[Phrase grounding data]
---------------

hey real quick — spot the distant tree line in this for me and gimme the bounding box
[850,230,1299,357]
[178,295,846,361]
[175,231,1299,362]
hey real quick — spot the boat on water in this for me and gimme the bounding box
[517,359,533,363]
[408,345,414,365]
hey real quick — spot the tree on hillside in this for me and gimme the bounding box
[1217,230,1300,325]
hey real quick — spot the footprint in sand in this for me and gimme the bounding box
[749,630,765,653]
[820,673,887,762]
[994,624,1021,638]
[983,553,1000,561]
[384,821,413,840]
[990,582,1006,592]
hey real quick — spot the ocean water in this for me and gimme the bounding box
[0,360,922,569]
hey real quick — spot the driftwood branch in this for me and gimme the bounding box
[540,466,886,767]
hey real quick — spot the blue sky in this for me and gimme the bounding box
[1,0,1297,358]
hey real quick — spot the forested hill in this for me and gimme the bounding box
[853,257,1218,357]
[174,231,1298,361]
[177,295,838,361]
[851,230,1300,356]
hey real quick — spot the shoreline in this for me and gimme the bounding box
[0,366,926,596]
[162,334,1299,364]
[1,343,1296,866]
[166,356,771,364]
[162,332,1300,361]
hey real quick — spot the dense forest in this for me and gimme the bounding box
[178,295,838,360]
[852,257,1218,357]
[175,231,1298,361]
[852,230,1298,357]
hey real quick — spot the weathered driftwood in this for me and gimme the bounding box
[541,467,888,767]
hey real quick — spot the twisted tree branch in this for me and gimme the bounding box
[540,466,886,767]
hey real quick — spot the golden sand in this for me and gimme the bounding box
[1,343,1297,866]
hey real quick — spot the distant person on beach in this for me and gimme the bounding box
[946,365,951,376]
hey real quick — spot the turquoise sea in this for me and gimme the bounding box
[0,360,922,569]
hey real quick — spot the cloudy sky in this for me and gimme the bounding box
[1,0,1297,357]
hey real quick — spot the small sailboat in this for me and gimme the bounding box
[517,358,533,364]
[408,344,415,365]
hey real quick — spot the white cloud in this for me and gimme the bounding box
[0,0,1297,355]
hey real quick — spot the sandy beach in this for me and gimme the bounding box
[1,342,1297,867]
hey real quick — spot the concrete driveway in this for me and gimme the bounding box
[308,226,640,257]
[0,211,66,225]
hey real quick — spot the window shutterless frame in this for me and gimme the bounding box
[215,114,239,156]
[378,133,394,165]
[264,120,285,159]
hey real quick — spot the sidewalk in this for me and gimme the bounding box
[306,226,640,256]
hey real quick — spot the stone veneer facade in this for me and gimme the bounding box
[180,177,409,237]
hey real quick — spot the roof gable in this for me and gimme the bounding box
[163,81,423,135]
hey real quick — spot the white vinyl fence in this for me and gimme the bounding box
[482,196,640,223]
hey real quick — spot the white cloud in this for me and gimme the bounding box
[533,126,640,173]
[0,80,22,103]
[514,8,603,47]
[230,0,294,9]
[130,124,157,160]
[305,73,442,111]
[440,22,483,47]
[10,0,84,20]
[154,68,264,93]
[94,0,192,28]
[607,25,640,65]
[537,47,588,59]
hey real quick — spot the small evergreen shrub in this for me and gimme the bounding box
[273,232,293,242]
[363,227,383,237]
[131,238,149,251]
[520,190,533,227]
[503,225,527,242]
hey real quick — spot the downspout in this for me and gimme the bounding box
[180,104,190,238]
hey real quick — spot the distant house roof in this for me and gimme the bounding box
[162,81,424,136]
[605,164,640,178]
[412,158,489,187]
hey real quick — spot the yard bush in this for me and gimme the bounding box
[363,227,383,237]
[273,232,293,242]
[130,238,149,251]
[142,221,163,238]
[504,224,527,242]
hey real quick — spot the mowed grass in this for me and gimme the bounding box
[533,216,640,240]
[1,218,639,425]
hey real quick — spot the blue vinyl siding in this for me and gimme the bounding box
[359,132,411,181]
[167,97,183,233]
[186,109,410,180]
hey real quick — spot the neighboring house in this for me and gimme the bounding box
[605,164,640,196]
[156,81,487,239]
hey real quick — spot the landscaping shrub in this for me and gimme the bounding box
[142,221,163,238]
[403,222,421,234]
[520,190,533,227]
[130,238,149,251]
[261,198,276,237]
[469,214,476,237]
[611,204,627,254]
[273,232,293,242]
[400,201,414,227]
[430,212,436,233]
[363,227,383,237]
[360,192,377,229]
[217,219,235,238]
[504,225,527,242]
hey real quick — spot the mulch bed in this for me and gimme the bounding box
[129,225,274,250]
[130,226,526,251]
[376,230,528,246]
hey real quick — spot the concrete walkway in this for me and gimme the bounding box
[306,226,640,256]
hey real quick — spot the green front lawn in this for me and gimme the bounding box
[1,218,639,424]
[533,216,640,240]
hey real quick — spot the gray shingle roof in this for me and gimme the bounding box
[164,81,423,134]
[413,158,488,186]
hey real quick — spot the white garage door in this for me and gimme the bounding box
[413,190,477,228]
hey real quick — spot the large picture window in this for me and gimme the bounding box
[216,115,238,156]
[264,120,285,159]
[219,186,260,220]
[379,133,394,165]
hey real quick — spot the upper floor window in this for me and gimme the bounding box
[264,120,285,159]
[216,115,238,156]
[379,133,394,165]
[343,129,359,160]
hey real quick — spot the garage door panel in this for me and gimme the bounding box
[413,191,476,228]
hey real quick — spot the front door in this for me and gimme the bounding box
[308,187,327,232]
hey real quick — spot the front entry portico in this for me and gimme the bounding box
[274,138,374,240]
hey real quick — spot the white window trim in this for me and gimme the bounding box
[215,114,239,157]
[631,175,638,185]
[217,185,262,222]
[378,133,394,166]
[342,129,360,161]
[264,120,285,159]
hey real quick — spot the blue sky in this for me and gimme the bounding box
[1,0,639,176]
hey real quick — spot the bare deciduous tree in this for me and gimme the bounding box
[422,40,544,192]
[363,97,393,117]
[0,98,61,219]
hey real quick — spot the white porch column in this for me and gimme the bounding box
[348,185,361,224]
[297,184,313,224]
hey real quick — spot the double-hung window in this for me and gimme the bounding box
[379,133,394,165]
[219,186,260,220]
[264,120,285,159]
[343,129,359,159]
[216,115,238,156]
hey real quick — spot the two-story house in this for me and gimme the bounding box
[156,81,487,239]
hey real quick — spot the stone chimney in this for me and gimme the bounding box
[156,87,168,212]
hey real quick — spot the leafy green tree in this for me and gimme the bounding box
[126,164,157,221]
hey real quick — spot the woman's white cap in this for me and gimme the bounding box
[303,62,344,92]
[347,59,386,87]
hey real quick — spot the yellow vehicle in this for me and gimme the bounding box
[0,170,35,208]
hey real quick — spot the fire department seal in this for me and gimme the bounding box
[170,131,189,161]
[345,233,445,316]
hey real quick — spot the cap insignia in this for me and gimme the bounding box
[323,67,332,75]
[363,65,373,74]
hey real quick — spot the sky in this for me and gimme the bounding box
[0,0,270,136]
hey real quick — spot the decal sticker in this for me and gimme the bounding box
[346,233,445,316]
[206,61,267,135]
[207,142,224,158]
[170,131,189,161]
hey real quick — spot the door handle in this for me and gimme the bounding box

---------------

[THE TASK] The output should consist only of the lines from the one with "hey real quick — spot the stone chimney" through the final line of the records above, exactly.

[WRITTEN SOLUTION]
hey real quick — spot the stone chimney in this for me and gimme the bounding box
[156,87,168,212]
hey real quick — spot the leafy green tree in this for me and gimme the bounding box
[126,164,157,221]
hey real quick — spot the woman's white cap in this for me and gimme the bounding box
[303,62,344,92]
[347,59,386,87]
hey real quick — spot the yellow vehicle in this for me and gimme the bounding box
[0,170,35,208]
hey real quick — spot the fire department seal in this for me and gimme the bounding box
[170,131,189,161]
[345,233,445,316]
hey real quick — spot the cap insignia in this for me and gimme the bounding box
[323,67,332,75]
[363,65,373,74]
hey real quick — spot the sky in this for me and gimme the bounding box
[0,0,270,136]
hey real quick — spot the decal sticker in this for me and gimme the bounding box
[346,233,445,316]
[206,61,267,135]
[207,142,224,158]
[170,131,189,161]
hey real quick — spot the door handle in this for me and gimme the bounding box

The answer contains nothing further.